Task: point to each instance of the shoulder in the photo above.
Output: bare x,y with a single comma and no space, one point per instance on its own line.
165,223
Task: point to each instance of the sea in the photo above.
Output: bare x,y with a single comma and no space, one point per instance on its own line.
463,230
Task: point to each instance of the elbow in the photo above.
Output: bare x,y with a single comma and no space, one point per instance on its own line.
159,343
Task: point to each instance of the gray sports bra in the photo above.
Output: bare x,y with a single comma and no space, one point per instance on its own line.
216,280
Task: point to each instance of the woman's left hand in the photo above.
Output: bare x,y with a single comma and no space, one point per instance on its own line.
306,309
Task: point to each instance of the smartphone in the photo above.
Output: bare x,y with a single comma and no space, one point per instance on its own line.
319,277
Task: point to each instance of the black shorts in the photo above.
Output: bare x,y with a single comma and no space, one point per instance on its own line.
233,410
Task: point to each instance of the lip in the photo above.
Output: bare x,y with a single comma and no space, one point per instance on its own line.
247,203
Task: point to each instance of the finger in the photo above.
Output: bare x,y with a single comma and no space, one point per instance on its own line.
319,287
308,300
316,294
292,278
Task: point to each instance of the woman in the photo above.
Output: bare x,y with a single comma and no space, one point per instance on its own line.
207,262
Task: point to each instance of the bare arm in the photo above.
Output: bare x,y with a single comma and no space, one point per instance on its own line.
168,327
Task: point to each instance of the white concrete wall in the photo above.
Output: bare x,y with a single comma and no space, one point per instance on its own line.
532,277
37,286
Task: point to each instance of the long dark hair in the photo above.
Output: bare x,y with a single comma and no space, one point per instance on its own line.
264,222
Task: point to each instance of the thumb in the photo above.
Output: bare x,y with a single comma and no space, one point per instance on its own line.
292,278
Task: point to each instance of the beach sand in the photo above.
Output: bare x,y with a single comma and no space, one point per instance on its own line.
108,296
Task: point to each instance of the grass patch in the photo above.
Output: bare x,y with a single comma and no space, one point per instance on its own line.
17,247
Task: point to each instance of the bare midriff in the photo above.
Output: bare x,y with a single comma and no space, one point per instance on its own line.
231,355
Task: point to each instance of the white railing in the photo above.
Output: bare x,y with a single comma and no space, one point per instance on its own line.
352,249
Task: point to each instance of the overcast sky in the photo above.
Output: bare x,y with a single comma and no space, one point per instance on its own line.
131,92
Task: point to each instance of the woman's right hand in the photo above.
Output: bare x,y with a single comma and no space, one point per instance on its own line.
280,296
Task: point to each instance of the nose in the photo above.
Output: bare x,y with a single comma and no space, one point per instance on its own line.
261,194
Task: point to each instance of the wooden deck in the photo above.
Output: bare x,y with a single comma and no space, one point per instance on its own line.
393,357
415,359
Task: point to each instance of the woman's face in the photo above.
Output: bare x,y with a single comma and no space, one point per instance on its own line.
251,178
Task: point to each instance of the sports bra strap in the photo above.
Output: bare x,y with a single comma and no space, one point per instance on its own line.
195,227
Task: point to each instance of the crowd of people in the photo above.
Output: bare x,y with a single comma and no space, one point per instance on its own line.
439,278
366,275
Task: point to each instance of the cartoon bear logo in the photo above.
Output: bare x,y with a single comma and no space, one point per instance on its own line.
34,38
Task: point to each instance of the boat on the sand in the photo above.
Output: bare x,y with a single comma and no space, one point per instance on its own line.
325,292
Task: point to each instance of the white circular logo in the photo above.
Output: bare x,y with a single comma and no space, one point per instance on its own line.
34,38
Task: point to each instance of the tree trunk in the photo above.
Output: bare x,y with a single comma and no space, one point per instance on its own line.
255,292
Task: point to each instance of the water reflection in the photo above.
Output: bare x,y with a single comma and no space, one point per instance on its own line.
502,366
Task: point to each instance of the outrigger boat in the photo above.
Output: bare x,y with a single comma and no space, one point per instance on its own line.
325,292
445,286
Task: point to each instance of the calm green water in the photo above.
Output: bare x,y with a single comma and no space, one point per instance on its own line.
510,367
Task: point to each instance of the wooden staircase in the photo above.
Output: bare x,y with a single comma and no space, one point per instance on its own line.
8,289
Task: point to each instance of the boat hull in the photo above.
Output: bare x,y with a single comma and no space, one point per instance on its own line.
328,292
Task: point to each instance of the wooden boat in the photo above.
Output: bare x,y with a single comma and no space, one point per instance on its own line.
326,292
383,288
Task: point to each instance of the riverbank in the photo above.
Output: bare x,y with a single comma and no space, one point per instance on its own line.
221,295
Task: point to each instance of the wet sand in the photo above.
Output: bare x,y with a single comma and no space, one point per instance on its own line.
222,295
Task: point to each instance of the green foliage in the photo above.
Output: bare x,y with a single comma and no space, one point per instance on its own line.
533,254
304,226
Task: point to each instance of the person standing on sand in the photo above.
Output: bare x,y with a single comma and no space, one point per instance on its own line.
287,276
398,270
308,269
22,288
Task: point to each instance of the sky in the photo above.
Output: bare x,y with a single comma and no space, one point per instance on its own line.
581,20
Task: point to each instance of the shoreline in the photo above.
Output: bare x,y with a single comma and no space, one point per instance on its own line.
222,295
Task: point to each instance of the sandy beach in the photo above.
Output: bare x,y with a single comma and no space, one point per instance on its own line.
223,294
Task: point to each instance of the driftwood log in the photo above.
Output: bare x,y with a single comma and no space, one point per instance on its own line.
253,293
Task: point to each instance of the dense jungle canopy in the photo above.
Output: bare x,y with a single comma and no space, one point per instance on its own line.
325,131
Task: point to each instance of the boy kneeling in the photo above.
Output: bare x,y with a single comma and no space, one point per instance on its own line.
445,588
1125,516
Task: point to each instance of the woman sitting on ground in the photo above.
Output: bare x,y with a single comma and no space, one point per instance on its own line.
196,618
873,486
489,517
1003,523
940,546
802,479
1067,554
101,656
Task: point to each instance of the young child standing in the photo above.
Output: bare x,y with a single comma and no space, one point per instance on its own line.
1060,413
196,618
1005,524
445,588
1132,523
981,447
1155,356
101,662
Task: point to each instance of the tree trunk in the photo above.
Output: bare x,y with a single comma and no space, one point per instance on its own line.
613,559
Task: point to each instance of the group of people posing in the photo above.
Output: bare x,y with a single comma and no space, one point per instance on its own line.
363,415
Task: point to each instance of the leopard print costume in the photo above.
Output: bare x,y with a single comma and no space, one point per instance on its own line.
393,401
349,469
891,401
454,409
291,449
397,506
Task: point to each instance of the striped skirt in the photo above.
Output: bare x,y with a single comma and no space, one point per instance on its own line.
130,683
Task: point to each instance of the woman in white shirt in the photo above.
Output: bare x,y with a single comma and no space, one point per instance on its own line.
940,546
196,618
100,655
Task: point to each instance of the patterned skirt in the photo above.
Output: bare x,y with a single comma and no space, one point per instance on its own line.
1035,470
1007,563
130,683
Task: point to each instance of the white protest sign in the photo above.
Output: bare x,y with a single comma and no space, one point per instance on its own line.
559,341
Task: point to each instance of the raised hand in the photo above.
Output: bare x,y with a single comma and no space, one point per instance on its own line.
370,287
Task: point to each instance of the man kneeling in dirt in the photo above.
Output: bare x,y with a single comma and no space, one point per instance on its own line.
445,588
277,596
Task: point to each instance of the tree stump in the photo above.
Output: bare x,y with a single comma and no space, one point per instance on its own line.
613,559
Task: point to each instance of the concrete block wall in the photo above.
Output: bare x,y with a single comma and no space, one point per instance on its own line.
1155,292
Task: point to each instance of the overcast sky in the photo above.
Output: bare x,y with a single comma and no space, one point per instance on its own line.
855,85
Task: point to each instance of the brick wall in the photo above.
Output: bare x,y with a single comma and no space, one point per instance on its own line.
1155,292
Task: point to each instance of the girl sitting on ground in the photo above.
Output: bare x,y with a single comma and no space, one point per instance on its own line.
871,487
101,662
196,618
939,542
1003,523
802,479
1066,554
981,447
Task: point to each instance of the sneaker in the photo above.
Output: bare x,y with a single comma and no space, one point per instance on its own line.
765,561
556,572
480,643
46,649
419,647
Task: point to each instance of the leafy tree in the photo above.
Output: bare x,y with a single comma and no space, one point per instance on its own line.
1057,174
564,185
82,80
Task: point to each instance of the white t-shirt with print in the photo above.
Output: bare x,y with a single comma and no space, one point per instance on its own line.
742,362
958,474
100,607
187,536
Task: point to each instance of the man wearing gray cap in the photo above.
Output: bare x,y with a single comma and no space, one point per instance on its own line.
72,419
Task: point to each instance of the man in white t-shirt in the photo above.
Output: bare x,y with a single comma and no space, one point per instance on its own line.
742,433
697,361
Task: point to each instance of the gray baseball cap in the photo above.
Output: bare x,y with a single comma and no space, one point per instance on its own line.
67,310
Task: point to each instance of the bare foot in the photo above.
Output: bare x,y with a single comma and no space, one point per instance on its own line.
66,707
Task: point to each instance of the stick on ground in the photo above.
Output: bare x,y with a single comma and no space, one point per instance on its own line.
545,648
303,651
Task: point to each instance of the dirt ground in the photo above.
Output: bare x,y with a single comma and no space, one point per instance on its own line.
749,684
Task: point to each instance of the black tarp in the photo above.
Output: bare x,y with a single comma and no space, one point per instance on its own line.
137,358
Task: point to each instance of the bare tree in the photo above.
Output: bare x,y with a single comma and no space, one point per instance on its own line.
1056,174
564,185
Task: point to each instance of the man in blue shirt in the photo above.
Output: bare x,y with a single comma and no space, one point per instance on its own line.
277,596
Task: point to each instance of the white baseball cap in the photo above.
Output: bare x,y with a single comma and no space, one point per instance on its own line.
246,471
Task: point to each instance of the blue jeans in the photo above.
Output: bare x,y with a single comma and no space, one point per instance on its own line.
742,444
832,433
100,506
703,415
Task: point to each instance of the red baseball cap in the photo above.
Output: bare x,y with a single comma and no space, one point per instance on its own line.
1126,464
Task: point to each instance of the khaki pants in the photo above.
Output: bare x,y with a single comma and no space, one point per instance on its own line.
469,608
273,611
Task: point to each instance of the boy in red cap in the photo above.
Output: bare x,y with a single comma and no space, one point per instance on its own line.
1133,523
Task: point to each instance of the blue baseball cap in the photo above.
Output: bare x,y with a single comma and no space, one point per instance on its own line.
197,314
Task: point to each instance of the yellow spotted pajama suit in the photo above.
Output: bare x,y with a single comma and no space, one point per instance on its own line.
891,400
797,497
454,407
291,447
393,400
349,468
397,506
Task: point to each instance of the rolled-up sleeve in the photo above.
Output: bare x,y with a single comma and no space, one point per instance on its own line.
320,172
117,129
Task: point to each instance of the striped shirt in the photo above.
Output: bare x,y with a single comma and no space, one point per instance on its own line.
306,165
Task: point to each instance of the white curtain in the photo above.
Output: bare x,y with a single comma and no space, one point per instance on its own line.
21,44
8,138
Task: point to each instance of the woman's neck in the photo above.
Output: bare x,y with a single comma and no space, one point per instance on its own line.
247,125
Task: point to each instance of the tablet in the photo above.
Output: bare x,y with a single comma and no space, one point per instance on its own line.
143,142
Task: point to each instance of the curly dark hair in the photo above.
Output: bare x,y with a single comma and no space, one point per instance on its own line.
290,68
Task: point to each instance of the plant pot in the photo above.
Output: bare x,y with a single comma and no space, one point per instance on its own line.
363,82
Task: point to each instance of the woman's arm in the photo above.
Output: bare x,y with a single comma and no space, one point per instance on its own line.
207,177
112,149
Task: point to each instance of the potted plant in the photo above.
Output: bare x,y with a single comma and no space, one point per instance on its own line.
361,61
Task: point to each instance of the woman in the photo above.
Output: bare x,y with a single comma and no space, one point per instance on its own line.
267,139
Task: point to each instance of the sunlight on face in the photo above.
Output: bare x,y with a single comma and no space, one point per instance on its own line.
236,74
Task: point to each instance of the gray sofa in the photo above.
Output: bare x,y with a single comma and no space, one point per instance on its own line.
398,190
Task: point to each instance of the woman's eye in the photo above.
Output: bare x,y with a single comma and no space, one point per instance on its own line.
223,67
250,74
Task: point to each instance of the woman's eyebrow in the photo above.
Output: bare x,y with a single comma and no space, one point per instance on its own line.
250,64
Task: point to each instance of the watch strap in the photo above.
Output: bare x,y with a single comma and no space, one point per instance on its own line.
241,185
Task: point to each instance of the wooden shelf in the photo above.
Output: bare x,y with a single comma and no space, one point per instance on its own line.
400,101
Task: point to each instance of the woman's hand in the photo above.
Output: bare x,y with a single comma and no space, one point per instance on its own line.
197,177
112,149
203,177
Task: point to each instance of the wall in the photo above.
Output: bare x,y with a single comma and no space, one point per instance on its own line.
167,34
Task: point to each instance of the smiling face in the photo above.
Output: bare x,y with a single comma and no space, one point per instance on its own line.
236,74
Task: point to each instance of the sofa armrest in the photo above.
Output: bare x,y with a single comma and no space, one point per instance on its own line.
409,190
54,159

> STATED PROBLEM: Output the line holding "Task: point to each instance of the watch", then every later line through the end of the records above, exactly as given and nothing else.

> FULL OUTPUT:
Task: point to each instance of the watch strap in the photo above.
Output: bare x,y with a single comma and no space, one point per instance on its own line.
241,185
Task: point to each instance of the wooden shelf in the photo above.
Output: bare x,y with a single comma and no space, one point per instance on its own line.
400,101
Task: point to each instance of the woman's hand in the photo above.
Output: bare x,y with a single comma and no space, one point per instance on its own line.
197,177
112,149
203,177
Task: point to each instance of the wall in the photo above.
Output: bare x,y with a single comma and no space, one point per instance on its own line.
167,34
Task: point to each instance of the smiling face in the photo above.
Output: bare x,y with a single comma and no space, one point per instance on its own line.
236,74
Task: point to each instance of the sofa armrest in the photo above.
Output: bare x,y with a single comma and no space, one point per instance on its own line.
409,190
54,159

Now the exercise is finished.